Copy the listing below word for word, leaving out the pictures.

-- Start --

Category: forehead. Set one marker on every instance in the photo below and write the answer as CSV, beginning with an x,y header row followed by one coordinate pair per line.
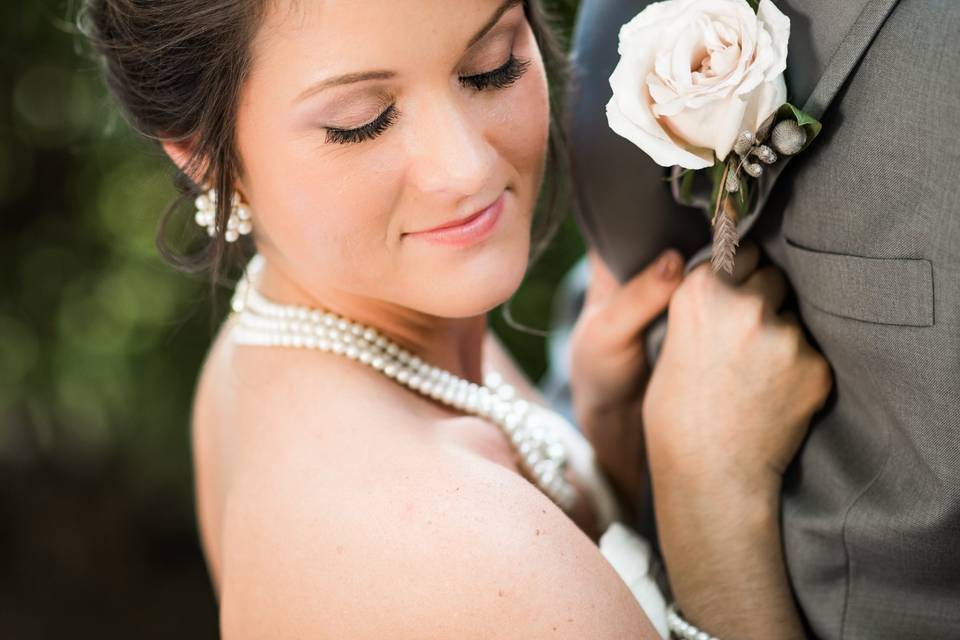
x,y
352,35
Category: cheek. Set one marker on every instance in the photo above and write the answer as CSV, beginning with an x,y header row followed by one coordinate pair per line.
x,y
523,129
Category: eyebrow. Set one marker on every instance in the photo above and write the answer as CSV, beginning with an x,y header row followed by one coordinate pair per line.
x,y
363,76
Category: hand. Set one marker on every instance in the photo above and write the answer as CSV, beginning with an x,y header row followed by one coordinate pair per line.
x,y
736,384
608,363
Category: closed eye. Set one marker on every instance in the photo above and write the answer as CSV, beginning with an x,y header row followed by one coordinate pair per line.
x,y
366,132
499,78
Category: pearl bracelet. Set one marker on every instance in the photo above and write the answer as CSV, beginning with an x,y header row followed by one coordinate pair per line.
x,y
683,629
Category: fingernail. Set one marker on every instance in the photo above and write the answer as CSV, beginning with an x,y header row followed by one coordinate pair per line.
x,y
668,264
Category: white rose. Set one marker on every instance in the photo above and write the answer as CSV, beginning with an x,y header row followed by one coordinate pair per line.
x,y
693,74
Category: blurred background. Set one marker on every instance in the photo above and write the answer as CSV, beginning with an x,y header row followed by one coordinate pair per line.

-- End --

> **Reply**:
Category: forehead. Set one marker on every instance in the photo below and write the answer as CSV, beginning with an x,y header row followed by one coordinate pair per line.
x,y
352,35
Category: cheek. Set one marker on every instance in the photo above and write the answer as CSV, beginning with an x,y header row followed by one coordinate pair per line.
x,y
523,129
Category: eyebrow. Set one marker on every instance in the photo above and write the answer as CSV, beginning with an x,y header row followed by one coordinate pair per line.
x,y
363,76
Category: hand. Set one marker on every instance in the photo above and write the answer as CSV, beginning with an x,y header row followed by one coordinate pair per line.
x,y
736,384
608,363
Category: closed eye. Set one marker on every instance in the photo above and write the answer as CSV, beginning with an x,y header row followed by one coordinate pair per line.
x,y
366,132
499,78
Category: pearl bracelet. Set one marker on every instance in the photo above and write the answer as CSV, beginning with an x,y header row followed by one coordinate pair per line.
x,y
683,629
Category: fingernail. Set one marker on every instance in the photo above and write the answer as CSV, beginning with an x,y header row followed by one coordinate pair per line.
x,y
668,264
Category: white rose. Set one marker on every instance in the photo above and write the answer as CSV, beginning with an x,y header row followed by one coordinate pair per line.
x,y
693,74
Category: blurred background. Set one marker on every instance in the photo above and write the answer as CSV, beginning with an x,y header row followed by one coordinate pair per line.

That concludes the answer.